Which lines below contain the word "porch"? List each one in full.

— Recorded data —
+===+

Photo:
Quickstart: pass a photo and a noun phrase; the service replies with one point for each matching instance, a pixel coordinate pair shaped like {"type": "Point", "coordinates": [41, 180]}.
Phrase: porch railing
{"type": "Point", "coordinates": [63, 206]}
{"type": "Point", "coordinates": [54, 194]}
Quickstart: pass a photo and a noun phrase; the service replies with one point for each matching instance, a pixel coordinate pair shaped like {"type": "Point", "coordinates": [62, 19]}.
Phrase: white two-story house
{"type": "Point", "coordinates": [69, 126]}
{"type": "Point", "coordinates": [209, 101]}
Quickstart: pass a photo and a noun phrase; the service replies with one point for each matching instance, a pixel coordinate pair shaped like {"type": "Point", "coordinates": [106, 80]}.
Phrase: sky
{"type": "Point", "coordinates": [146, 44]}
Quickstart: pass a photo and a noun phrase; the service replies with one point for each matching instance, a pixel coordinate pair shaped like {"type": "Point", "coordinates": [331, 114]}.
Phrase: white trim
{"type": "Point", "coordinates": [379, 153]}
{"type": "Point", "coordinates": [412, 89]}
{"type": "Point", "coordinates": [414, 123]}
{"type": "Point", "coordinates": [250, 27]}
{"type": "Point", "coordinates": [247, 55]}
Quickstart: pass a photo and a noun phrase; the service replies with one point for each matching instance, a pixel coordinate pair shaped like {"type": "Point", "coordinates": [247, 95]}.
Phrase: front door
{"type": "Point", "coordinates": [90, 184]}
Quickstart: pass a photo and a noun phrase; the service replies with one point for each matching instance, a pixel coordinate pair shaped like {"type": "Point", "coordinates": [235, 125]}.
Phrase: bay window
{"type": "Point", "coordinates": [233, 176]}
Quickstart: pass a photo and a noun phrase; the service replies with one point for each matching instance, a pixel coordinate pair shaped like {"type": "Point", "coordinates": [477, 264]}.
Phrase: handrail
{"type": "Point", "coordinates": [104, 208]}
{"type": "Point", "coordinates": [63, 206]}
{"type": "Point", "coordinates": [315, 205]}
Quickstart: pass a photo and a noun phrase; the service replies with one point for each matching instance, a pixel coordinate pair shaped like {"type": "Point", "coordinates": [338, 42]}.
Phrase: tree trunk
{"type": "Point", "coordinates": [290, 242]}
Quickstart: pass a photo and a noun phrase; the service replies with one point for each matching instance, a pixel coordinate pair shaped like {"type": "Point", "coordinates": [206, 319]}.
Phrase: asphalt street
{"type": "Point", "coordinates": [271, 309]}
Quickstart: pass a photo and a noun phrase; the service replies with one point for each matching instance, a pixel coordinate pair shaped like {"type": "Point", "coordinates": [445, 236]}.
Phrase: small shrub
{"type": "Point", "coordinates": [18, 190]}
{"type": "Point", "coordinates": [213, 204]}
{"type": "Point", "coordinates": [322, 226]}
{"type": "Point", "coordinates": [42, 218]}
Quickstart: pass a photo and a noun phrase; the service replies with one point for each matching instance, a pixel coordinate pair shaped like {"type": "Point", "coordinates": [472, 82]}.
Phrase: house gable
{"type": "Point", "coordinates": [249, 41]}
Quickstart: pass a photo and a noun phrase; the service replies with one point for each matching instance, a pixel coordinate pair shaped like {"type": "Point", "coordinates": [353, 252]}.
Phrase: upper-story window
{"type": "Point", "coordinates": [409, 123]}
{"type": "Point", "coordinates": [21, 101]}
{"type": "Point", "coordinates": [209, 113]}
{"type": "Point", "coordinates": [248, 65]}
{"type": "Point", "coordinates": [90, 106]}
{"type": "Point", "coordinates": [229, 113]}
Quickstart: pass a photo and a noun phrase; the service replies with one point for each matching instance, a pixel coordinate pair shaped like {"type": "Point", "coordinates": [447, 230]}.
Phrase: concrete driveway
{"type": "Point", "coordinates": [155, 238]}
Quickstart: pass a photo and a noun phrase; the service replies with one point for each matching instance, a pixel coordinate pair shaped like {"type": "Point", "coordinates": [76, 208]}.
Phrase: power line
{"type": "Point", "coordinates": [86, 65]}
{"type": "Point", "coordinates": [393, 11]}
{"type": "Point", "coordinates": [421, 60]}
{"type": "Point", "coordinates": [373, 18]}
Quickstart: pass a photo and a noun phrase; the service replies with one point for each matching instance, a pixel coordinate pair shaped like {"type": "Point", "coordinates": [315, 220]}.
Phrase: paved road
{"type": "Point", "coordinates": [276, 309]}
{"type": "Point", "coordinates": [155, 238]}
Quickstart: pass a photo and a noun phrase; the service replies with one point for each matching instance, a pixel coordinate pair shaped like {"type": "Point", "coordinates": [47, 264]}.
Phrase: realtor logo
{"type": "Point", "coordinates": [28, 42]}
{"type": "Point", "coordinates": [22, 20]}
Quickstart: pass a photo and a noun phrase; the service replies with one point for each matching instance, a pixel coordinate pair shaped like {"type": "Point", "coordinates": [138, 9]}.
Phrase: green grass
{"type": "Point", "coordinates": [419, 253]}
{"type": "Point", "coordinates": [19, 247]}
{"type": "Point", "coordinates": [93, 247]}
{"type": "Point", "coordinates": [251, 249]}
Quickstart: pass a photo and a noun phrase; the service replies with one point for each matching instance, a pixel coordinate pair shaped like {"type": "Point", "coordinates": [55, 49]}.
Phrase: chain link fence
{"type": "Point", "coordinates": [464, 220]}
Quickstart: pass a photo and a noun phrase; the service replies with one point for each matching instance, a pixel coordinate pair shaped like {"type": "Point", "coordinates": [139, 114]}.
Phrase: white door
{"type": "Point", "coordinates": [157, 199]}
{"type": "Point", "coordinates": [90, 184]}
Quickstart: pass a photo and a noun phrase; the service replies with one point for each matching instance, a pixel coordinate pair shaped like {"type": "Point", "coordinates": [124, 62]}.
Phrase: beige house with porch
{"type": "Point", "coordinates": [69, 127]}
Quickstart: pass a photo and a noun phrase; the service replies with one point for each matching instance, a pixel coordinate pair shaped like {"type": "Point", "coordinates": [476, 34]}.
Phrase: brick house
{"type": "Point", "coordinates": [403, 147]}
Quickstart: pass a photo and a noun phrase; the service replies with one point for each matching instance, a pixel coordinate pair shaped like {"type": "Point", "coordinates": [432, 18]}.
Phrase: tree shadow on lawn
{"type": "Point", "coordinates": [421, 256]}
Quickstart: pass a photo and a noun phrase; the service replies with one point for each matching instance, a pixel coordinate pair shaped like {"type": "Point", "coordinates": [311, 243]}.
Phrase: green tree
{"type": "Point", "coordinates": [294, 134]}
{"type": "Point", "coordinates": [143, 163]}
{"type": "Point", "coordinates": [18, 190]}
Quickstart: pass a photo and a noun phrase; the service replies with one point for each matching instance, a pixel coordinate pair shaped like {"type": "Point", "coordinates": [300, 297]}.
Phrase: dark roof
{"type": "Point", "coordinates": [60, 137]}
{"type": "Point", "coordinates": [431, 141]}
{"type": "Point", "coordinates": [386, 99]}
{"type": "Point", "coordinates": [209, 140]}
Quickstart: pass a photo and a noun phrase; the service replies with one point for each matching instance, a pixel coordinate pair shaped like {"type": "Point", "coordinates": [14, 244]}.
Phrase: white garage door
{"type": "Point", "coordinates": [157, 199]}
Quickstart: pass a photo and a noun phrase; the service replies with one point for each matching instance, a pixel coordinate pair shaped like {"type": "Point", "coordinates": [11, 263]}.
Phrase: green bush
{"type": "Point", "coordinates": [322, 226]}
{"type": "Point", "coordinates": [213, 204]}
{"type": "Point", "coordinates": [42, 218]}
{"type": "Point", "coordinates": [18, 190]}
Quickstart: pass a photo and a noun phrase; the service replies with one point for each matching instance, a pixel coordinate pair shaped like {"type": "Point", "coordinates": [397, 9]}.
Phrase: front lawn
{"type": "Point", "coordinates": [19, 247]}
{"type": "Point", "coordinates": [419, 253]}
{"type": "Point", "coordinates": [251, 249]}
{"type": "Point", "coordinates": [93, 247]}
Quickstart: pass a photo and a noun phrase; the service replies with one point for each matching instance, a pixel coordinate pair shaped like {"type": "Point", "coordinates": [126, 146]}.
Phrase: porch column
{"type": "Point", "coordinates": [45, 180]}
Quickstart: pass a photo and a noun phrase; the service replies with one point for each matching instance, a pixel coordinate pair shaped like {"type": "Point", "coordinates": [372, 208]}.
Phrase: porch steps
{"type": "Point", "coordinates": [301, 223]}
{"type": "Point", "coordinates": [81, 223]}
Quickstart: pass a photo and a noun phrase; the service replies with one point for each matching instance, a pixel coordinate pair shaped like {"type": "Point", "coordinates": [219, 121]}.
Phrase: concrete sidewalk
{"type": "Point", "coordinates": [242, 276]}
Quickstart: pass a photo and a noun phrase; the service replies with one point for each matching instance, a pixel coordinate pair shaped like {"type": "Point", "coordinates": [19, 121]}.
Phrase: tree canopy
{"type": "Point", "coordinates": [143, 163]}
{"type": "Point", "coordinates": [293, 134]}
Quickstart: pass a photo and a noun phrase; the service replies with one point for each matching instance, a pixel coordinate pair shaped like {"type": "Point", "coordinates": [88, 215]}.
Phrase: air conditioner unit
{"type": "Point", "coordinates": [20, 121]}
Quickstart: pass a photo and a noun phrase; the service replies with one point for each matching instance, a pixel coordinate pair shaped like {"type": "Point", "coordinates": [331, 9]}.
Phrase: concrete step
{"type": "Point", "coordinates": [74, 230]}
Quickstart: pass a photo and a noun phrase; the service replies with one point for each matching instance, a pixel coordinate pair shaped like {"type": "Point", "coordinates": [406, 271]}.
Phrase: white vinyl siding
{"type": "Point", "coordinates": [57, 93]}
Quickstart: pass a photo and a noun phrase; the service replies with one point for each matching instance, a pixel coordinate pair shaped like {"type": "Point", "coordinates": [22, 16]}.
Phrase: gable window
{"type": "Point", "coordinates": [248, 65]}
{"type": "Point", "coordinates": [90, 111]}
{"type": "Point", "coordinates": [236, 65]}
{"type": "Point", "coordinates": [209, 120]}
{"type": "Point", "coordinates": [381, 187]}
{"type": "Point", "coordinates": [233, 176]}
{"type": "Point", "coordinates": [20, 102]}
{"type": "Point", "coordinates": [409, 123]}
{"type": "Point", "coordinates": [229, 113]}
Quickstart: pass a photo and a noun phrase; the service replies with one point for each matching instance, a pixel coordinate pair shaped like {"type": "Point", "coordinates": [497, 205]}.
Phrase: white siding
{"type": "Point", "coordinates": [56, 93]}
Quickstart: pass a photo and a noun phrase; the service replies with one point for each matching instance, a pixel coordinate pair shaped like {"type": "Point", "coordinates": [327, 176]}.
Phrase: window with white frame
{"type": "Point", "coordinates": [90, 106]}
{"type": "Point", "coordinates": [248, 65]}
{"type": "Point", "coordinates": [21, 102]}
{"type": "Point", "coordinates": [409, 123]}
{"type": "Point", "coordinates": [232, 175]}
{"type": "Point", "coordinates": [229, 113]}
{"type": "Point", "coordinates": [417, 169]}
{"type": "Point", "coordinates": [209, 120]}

+===+

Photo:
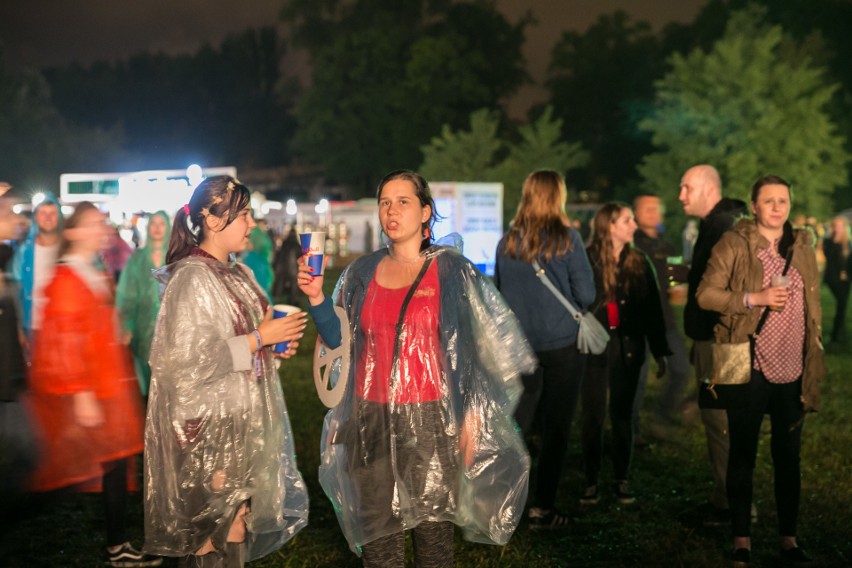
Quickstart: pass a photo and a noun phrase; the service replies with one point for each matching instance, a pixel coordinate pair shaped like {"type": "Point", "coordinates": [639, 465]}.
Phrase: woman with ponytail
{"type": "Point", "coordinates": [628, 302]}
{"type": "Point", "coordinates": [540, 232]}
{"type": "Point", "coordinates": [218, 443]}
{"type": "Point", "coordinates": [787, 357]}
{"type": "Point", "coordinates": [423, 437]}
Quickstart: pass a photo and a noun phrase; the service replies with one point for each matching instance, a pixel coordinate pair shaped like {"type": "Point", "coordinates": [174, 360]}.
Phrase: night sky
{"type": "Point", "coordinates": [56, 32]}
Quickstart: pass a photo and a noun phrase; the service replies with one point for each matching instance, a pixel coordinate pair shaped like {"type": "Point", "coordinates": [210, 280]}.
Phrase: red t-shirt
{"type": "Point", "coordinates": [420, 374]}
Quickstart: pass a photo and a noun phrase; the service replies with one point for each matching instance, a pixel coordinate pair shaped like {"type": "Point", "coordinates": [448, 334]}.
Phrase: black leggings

+===+

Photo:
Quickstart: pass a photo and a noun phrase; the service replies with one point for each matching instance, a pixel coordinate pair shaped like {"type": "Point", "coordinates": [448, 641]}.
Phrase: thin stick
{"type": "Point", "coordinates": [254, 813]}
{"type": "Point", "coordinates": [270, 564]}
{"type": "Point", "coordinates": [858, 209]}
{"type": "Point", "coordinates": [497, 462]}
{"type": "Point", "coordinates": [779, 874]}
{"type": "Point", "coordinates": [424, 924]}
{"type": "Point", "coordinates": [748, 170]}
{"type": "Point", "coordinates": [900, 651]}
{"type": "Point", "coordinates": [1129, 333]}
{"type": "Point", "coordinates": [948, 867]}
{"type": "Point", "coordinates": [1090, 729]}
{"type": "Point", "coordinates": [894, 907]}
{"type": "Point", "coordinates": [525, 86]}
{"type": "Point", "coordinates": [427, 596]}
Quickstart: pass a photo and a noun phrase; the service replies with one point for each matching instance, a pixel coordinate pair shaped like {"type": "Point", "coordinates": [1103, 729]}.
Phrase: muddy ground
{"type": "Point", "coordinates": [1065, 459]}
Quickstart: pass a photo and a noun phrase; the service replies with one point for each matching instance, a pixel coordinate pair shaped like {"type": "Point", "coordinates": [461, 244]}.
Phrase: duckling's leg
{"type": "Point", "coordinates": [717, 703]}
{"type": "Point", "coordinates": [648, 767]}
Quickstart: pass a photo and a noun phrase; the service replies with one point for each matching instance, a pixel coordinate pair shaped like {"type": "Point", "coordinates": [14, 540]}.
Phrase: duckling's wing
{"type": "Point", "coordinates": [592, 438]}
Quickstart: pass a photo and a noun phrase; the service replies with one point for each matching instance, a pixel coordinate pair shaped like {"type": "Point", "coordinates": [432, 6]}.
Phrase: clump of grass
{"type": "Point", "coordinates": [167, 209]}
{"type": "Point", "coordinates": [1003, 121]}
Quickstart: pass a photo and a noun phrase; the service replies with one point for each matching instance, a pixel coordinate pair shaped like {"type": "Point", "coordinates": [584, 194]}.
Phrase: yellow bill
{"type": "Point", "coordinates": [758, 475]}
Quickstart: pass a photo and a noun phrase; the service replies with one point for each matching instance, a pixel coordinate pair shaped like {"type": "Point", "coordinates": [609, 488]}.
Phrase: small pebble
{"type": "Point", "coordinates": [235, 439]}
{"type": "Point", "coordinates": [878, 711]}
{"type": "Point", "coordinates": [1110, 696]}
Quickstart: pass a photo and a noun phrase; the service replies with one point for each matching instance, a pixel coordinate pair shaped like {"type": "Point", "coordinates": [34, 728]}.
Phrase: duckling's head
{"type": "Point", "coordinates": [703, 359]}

+===+

— Exercise response —
Phrase: porch railing
Phrase: beige house with porch
Phrase: porch column
Phrase: porch steps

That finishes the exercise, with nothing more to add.